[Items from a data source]
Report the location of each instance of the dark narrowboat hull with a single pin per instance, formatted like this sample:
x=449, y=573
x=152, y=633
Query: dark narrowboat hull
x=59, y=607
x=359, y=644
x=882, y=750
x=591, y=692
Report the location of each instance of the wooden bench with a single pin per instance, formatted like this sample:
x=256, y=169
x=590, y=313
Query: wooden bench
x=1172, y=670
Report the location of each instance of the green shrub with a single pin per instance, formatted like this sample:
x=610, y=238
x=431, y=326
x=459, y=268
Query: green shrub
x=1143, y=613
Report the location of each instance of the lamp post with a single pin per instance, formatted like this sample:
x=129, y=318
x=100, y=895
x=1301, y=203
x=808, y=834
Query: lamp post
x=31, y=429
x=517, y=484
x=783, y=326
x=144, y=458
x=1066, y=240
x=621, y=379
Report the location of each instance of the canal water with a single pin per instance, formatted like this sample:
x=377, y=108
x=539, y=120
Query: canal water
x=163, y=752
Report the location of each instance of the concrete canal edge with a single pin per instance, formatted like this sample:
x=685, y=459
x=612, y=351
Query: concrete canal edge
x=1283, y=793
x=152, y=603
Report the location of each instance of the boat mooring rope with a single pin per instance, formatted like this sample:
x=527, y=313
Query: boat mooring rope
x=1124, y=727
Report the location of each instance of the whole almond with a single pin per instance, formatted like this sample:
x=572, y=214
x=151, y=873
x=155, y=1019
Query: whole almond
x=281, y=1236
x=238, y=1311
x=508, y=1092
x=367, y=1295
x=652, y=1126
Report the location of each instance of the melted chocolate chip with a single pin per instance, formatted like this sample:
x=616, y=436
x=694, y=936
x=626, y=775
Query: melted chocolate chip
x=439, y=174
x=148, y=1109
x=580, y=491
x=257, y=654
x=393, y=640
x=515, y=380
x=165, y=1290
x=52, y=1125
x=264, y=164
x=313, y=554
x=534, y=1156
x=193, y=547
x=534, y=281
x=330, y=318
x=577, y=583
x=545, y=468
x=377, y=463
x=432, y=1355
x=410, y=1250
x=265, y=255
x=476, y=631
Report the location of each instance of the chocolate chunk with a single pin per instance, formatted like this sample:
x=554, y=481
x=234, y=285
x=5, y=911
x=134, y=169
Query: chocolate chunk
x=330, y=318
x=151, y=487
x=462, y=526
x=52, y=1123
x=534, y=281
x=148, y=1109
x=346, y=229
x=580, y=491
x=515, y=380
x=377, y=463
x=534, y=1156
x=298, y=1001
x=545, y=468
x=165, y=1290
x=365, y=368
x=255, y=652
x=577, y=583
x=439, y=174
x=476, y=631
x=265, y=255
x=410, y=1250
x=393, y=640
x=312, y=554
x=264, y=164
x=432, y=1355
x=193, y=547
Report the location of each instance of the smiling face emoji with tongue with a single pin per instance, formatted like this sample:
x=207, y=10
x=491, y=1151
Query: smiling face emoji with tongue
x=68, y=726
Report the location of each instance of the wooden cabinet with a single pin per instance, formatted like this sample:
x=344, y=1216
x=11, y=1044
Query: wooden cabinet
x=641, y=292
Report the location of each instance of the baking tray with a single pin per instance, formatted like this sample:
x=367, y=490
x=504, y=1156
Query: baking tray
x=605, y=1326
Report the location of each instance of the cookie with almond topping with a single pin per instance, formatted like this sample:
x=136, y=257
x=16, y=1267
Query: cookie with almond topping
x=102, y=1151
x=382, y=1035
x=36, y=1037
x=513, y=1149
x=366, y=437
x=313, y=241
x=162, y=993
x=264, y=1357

## Task details
Please update all the items above by replacing "single pin" with "single point" wherever it appears. Leave everything else unchanged.

## Exercise solution
Report the location of each instance of the dark narrowboat hull with a single point per instance, formatted like this sample:
x=449, y=573
x=152, y=633
Query: dark narrowboat hull
x=59, y=607
x=359, y=644
x=882, y=750
x=591, y=692
Report the location of each instance of the wooden bench with a single point per instance, formatted like this sample:
x=256, y=169
x=590, y=313
Query: wooden bench
x=1172, y=670
Report the location of each instance of the green shrub with a single point per instance, formatted like this sample:
x=610, y=238
x=431, y=326
x=459, y=268
Query: green shrub
x=1143, y=613
Report the location of each instance of the lamp post with a single point per instance, formatted like this sample:
x=129, y=318
x=100, y=895
x=1301, y=203
x=808, y=834
Query: lamp post
x=31, y=429
x=517, y=484
x=783, y=326
x=144, y=458
x=1066, y=240
x=621, y=379
Report the location of each instance of the canal water with a single point per instance, formatted like this sample:
x=377, y=108
x=539, y=120
Query: canal water
x=163, y=752
Report the location of each instance of the concrete canal edge with a single point per instance, formatted like this sample:
x=685, y=459
x=612, y=351
Query: concrete canal edge
x=1283, y=793
x=152, y=603
Report the location of each instance of the boat mooring rope with a single point per instance, formatted like this sample:
x=527, y=313
Query: boat mooring rope
x=1124, y=727
Report the location of each instance of the whole almond with a single point per instance, formatted like this sample:
x=572, y=214
x=151, y=873
x=155, y=1019
Query: whole almond
x=281, y=1236
x=238, y=1311
x=508, y=1092
x=367, y=1295
x=652, y=1126
Report the location of each instance of the melted chocolate chip with a single point per instance, formatted like this sample:
x=616, y=436
x=694, y=936
x=626, y=775
Query: melted chocolate chip
x=439, y=174
x=148, y=1109
x=580, y=491
x=257, y=654
x=393, y=640
x=515, y=380
x=165, y=1290
x=52, y=1125
x=264, y=164
x=313, y=554
x=534, y=1156
x=193, y=547
x=534, y=281
x=330, y=318
x=577, y=583
x=545, y=468
x=377, y=463
x=432, y=1355
x=410, y=1250
x=265, y=255
x=476, y=631
Report the location of each instance of the chocolate chunk with a single point per instance, formatted like this sample:
x=554, y=481
x=234, y=285
x=5, y=911
x=134, y=169
Query: chocolate chunk
x=330, y=318
x=151, y=487
x=462, y=526
x=52, y=1123
x=534, y=281
x=148, y=1109
x=346, y=229
x=580, y=491
x=515, y=380
x=377, y=463
x=534, y=1156
x=298, y=1001
x=545, y=468
x=165, y=1290
x=365, y=368
x=255, y=652
x=577, y=583
x=439, y=174
x=476, y=631
x=265, y=255
x=410, y=1250
x=393, y=640
x=312, y=554
x=264, y=164
x=432, y=1355
x=193, y=547
Report the location of each instance of the smiling face emoji with tongue with a single point per instance, formatted like this sample:
x=207, y=10
x=491, y=1151
Query: smiling face emoji with tongue
x=68, y=726
Report the location of each instance of the wooden cabinet with a single point per instance, formatted like this sample:
x=344, y=1216
x=11, y=1044
Query: wooden cabinet
x=641, y=292
Report the location of each instance of the baking tray with a single point per instance, formatted like this sample:
x=367, y=490
x=504, y=1156
Query: baking tray
x=605, y=1326
Report the location of each instance of the cookie with almond topping with a single point per instance, formatted like this sample:
x=136, y=257
x=16, y=1267
Query: cookie with almond topping
x=102, y=1151
x=382, y=1035
x=36, y=1037
x=513, y=1149
x=366, y=437
x=313, y=241
x=162, y=993
x=264, y=1357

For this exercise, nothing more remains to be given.